Parfois, je dois vous l’avouer je suis circonspect. J’écoutais sur un réseau social professionnel un collègue expliquer son idée pour venir en aide aux publics les plus éloignés du numérique. Le constat est assez simple, ces derniers font d’abord face à une fracture d’équipement. En réponse à cette problématique, il suffit tout simplement de les équiper pour pallier cette fracture d’équipement. Et pour y parvenir, l’idée est de mettre en place une boucle vertueuse d’économie circulaire dans laquelle nous allons recycler des appareils pour les redistribuer à ceux qui n’en possèdent pas. Conscients que l’habit ne fait pas le moine , nous allons de surcroît les accompagner à prendre en main l’outil et ainsi réduire la fracture numérique. Inclusion numérique, économie circulaire, empreinte numérique, impact social, le projet coche toutes les cases pour trouver un financement des pouvoirs publics. Encore faudrait-il qu’ils répondent aux besoins des usagers..
En terre connue
Qu’évoquent pour vous les termes de publics empêchés , précaires, éloignés du numérique ? Ce ne sont peut-être que des formules sémantiques mises sur un dossier pour obtenir un dossier de subvention dans le cadre de la stratégie de lutte contre la pauvreté. L’autre jour, j’étais dans une réunion sur l’accès aux soins. Les personnes accueillies sont des personnes sans ressources pour 80% d’entre elles. Elles ne touchent pas le RSA, ni le minimum vieillesse, ni rien d’autres. Pour la plupart d’entre elles, elles survivent par notre aumône dans la rue. Elles n’ont pas toute une place en hébergement, et dorment parfois dehors. Il y en a un à côté de chez moi qui dort dans une tente Quecha sur le parking d’Aldi. La tente est posée sur une palette de bois. L’homme vient des pays de l’Est, de Roumanie, je crois. J’ai essayé d’échanger plusieurs fois avec lui mais c’est compliqué. Au-delà de la barrière de la langue, il est souvent très alcoolisé. Les quelques euros qu’il récupère chaque jour sont investis dans l’alcool.

• DONNÉES:
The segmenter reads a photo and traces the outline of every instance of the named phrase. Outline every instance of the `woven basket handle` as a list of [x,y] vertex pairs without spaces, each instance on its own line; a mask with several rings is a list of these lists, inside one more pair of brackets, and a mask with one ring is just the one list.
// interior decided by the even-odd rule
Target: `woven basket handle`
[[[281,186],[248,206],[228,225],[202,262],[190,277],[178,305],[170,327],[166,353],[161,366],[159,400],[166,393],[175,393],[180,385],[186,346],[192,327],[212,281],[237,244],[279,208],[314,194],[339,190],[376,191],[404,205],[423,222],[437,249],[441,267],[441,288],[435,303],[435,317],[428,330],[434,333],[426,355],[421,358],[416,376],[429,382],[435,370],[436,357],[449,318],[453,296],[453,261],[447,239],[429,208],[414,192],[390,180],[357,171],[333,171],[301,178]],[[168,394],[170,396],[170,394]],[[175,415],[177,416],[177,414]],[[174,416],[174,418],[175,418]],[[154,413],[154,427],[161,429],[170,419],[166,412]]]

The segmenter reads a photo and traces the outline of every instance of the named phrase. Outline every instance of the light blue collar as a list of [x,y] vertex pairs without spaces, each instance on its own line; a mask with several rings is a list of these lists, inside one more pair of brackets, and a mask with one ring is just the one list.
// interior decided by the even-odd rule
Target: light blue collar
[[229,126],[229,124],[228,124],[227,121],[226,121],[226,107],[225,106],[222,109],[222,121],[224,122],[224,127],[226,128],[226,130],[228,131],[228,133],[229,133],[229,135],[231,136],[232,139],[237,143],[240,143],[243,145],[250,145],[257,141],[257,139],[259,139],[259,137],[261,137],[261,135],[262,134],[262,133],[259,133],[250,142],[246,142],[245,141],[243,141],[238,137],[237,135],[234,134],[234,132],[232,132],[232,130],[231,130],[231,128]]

• CONSIGNE: Donnez la suite du texte sur la fracture numérique, en commençant juste après sa dernière phrase.

• RÉSULTAT FINAL:
Exclusion sociale et numérique
Dans une autre structure l’équipe avait souhaité présenté un focus sur la population féminine, 200 femmes. A force de partenariats, de mobilisations des personnels et des bénévoles la structure m’explique comment elle a pu distribuer 40 culottes menstruelles réutilisables à 20 femmes. Deux culottes par femmes, pour vingt femmes. Naturellement, j’ai posé la question des 180 autres. Rien. Pour l’instant. Mais peut-être que dans le cadre du pacte des solidarités , il sera possible d’envisager de reproduire l’action…Et du coup si je compte bien, il faudra 10 ans pour que toutes ces femmes aient deux culottes (et c’est largement insuffisant). Franchement , je ne suis pas certain que proposer des ordinateurs reconditionnés soit la réponse la plus appropriée à apporter. Cela ne veut pas dire qu’il ne faut rien faire. Cela signifie que pour les exclus, l’inclusion numérique n’est qu’un volet de l’inclusion sociale et que l’approche ne peut-être que globale.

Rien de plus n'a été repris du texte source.